>> begin
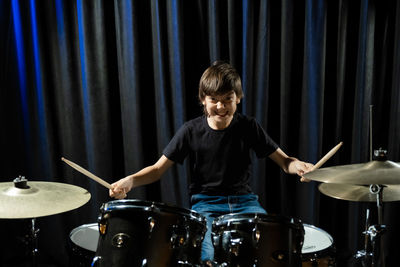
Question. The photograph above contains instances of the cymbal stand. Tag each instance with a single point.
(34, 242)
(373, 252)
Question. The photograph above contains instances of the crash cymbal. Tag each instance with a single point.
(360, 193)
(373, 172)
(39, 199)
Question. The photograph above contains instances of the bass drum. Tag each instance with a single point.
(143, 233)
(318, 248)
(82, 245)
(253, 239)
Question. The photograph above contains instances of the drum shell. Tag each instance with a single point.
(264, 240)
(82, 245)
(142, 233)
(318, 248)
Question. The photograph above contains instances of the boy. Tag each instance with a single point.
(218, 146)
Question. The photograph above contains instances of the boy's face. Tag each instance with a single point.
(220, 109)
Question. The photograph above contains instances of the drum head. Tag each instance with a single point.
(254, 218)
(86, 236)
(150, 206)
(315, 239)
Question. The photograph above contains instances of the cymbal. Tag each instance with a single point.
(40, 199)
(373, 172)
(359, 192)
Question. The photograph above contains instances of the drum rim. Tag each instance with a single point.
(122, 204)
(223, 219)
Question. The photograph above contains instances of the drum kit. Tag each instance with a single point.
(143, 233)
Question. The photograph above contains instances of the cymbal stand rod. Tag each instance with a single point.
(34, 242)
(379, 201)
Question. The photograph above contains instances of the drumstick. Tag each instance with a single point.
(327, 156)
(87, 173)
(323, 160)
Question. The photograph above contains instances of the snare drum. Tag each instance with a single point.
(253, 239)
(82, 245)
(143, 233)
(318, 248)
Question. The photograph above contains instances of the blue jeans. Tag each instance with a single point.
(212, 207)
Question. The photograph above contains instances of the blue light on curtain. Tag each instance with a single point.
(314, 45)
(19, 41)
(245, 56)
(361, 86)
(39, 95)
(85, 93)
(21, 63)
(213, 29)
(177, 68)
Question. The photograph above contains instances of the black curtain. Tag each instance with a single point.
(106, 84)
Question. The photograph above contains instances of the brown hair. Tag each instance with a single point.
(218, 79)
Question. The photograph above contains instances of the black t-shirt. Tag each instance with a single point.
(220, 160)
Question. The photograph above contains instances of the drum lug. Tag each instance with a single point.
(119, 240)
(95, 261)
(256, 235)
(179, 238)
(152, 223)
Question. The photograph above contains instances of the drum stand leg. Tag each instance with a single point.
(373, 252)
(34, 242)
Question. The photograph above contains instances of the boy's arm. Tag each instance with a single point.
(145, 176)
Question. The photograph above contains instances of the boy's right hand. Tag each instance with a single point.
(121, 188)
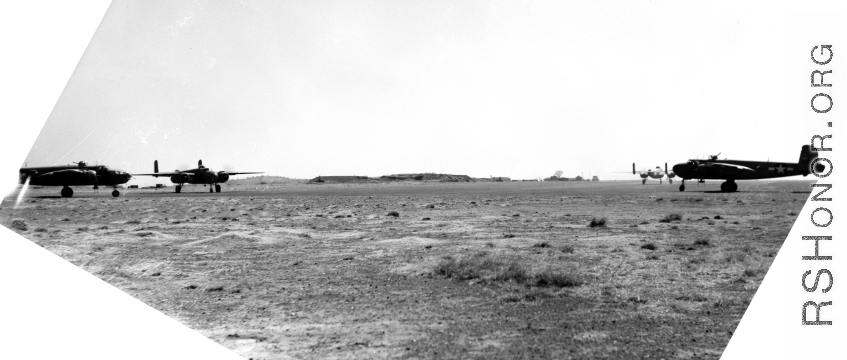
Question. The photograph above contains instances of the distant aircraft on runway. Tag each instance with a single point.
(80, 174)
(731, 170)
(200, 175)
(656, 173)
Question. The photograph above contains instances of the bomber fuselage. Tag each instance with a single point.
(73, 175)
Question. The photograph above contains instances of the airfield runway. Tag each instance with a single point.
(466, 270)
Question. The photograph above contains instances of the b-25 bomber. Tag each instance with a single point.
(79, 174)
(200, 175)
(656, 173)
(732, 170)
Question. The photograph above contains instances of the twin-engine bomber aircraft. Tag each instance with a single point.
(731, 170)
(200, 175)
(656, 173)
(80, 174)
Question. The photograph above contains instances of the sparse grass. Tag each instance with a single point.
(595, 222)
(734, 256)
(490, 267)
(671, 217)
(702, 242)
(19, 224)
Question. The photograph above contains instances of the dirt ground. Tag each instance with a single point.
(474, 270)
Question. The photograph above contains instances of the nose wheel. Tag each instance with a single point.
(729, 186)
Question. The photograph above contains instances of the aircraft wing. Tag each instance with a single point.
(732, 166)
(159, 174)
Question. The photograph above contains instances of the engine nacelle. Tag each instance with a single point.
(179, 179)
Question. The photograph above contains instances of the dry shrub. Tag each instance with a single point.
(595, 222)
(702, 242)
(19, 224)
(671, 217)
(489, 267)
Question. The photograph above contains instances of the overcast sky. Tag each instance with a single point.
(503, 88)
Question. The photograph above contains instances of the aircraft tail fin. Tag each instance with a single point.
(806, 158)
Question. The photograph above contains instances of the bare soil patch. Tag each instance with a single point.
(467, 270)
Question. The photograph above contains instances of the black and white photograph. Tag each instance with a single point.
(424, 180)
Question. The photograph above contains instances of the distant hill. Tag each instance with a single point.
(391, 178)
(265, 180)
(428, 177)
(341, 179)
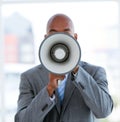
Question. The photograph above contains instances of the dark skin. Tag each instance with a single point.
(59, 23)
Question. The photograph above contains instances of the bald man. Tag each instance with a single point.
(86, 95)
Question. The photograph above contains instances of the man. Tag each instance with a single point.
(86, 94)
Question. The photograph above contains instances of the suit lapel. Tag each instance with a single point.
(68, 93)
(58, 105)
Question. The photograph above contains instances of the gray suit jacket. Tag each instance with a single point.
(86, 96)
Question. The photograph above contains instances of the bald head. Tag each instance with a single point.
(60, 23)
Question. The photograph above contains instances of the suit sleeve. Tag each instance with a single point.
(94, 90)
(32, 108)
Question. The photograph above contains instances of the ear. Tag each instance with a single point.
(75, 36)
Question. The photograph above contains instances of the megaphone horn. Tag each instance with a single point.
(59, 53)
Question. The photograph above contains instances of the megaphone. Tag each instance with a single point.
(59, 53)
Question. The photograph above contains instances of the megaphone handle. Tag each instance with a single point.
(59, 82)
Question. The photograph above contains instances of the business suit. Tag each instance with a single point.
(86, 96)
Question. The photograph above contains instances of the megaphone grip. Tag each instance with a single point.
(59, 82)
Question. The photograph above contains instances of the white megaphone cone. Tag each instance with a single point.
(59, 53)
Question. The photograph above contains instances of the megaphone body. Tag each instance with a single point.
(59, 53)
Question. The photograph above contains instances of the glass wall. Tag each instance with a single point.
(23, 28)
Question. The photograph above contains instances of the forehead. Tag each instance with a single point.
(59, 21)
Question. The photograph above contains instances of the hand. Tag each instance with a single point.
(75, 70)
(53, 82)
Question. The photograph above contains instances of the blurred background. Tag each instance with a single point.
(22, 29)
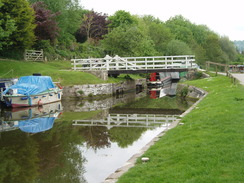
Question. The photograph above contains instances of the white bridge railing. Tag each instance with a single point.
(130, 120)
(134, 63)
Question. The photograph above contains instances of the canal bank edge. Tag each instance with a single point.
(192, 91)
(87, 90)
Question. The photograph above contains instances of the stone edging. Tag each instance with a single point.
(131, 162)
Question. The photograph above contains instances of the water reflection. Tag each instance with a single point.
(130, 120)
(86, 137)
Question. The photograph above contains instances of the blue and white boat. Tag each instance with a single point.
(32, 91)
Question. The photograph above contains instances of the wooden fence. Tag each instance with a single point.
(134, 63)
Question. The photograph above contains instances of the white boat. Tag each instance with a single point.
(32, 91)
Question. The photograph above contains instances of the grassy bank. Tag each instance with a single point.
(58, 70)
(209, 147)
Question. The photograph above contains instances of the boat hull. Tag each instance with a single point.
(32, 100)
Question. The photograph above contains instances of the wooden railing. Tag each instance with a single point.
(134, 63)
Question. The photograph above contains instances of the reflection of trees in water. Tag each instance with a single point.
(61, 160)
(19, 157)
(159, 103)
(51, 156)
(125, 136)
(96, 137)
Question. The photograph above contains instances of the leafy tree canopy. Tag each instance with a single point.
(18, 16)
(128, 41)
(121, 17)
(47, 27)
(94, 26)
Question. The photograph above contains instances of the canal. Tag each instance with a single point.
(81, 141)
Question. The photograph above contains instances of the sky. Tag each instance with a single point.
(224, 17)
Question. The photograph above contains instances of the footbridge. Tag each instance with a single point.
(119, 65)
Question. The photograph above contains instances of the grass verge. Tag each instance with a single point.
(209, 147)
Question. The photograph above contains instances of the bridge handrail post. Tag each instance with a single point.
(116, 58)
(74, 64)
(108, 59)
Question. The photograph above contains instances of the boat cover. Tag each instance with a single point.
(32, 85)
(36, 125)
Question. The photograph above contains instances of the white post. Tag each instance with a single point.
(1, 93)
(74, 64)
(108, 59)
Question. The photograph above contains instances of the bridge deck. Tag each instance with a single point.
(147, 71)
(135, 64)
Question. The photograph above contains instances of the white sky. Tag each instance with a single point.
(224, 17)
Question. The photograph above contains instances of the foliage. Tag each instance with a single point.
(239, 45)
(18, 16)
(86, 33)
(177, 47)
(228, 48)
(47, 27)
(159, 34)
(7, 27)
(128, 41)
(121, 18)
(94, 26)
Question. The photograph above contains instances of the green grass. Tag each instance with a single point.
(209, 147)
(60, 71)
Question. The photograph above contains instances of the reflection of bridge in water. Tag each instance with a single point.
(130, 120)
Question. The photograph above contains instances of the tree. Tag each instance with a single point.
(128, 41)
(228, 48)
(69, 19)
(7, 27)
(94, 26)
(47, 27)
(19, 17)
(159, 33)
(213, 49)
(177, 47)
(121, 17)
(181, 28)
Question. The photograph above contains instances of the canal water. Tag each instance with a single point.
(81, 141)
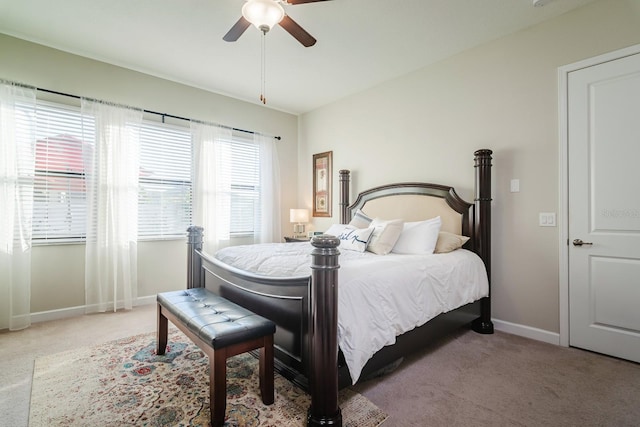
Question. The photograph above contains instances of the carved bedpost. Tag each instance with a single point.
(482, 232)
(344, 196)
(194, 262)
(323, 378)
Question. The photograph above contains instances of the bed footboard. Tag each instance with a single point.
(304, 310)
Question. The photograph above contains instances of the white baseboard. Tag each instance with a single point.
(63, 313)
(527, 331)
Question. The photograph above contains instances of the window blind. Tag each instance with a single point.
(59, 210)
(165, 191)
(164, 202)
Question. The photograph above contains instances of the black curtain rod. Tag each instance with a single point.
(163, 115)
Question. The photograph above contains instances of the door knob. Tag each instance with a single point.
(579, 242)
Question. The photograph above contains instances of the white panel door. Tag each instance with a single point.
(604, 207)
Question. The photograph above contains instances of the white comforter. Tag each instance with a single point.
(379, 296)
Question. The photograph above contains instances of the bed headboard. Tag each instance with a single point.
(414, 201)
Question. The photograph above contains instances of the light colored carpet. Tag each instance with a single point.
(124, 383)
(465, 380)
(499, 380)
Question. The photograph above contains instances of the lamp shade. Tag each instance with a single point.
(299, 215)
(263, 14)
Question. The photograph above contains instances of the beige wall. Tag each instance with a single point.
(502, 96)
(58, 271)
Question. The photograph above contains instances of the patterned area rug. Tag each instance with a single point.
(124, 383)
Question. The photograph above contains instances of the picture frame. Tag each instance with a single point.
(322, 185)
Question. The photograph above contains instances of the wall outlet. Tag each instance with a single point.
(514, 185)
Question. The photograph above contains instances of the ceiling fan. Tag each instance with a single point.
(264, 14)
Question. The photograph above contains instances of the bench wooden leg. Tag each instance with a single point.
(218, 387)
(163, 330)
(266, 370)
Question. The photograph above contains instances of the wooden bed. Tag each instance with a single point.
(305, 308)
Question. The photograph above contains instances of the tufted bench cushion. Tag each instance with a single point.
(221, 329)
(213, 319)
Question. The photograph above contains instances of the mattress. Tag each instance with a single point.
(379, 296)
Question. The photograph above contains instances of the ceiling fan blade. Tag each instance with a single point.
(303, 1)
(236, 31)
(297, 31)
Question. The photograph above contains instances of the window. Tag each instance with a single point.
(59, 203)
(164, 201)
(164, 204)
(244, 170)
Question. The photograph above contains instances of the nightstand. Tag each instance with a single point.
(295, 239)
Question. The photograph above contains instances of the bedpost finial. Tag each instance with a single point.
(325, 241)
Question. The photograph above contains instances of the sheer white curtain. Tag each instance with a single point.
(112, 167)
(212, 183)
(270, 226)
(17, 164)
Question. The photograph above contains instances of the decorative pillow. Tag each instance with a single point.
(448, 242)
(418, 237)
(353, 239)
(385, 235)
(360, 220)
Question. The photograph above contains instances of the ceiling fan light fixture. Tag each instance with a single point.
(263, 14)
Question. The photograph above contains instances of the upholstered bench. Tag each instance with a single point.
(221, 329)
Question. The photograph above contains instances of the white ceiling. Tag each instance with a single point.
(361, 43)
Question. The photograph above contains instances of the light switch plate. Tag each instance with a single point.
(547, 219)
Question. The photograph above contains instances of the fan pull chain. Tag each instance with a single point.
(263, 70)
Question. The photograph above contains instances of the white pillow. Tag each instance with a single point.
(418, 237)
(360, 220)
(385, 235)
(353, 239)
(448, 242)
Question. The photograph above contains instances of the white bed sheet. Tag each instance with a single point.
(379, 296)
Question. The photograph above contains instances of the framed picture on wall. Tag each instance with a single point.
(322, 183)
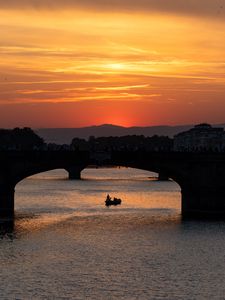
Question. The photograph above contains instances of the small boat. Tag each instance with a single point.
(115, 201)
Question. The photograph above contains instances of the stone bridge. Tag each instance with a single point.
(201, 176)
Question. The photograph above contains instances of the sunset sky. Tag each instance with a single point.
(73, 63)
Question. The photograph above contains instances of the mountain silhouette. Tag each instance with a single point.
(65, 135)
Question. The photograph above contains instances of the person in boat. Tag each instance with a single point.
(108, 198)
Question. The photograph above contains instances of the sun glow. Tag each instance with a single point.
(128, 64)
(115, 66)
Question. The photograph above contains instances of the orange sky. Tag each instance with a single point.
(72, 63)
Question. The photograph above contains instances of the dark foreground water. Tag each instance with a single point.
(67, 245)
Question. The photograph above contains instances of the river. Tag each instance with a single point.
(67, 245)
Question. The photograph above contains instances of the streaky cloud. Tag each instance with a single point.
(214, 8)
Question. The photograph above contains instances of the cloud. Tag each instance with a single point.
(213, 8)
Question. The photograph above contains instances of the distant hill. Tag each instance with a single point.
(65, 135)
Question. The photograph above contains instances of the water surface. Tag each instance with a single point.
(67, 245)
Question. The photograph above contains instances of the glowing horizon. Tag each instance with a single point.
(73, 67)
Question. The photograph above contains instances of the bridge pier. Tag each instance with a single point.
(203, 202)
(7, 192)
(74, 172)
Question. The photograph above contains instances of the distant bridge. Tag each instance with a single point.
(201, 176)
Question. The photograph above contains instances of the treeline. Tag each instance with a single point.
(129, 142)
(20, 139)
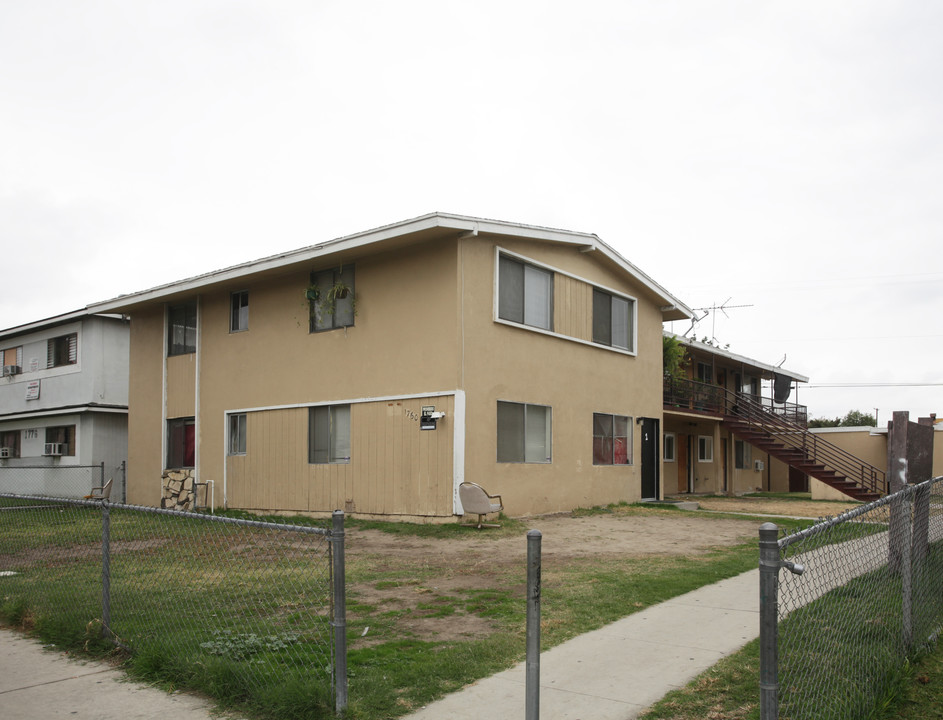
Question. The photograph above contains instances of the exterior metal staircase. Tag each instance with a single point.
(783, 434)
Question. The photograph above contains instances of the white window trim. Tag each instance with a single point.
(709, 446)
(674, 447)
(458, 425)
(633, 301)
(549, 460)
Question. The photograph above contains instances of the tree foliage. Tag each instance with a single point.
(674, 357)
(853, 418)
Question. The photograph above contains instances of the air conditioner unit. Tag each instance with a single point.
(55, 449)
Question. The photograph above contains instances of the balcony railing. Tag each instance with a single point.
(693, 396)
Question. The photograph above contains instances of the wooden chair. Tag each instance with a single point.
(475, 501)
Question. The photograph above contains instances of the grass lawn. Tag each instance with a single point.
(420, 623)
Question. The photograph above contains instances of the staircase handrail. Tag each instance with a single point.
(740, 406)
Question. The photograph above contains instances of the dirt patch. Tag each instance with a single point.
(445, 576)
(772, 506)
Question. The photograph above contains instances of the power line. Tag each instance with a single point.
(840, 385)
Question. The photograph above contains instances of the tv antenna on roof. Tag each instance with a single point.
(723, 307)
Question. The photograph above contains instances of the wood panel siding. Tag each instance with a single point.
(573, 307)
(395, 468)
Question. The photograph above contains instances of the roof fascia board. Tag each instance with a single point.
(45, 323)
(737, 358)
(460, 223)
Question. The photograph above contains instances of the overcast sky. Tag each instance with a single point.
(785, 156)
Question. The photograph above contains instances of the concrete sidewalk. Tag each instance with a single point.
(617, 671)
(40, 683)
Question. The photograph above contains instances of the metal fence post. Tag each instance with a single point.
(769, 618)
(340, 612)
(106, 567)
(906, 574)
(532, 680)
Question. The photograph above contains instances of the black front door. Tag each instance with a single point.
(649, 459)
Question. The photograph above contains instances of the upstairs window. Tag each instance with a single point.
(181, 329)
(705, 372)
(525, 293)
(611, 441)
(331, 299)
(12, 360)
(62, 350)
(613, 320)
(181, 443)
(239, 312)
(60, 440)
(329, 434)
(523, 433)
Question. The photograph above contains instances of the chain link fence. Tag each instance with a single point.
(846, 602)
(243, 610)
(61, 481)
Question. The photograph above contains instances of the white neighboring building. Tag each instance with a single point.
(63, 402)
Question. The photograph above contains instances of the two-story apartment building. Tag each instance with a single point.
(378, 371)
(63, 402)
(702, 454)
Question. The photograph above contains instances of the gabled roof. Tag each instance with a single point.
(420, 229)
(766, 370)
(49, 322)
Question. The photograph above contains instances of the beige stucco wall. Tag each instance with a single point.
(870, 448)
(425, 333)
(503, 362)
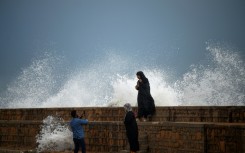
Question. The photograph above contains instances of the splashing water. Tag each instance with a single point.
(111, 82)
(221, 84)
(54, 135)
>> end
What this task involves: Copy verbatim the span that begins at the line containing "Question. The photograph above contains instances of the tv" and ends at the last line of the material, inclusive of both; exclude pictures.

Written answer:
Question. The photograph above contains instances of the tv antenna on roof. Tag each instance with a single point.
(723, 307)
Question. The photograph above contains instances of the wood panel siding. Tag each instance with a single point.
(573, 307)
(395, 468)
Question. The photograph above contains instances of the roof fascia board. Tag each instance with a single point.
(45, 323)
(737, 358)
(460, 223)
Question. The photograph above contains instances of the overcast sky. Tag each instance with a single point.
(785, 156)
Question. The photograph above contains instances of the concrete sidewalk. Tag each instance with a single point.
(617, 671)
(40, 683)
Question. The photograph above contains instances of the metal fence post. Tag each instance with a single point.
(769, 618)
(340, 612)
(106, 567)
(906, 574)
(532, 680)
Question. The photograph above contains instances of the black front door. Tag each instance with a single point.
(649, 459)
Question. The photograph above contains instances of the upstairs window. Tag each instance with a single point.
(181, 329)
(705, 372)
(525, 293)
(611, 441)
(331, 299)
(12, 360)
(62, 350)
(613, 320)
(181, 443)
(239, 312)
(60, 440)
(329, 434)
(523, 433)
Question. The photograph above contains instances of the chain link fence. Tag each instance with a single point.
(846, 602)
(243, 610)
(61, 481)
Question. The photograph above contains instances of the white neighboring building. Tag each instance with a single point.
(63, 402)
Question. The photograph above contains instances of the two-story apartment building. Tag each instance with a single point.
(378, 371)
(63, 402)
(702, 454)
Question. The photograph above contains instances of the gabled roof. Tag each instance with a single point.
(420, 229)
(766, 370)
(49, 322)
Question. The photograph above contains instances of the beige stucco wall. Tag each instance with a single point.
(870, 448)
(425, 333)
(503, 362)
Question. The photograph above contains instances of the splashing water. Tag each instance with a single point.
(111, 82)
(221, 84)
(54, 135)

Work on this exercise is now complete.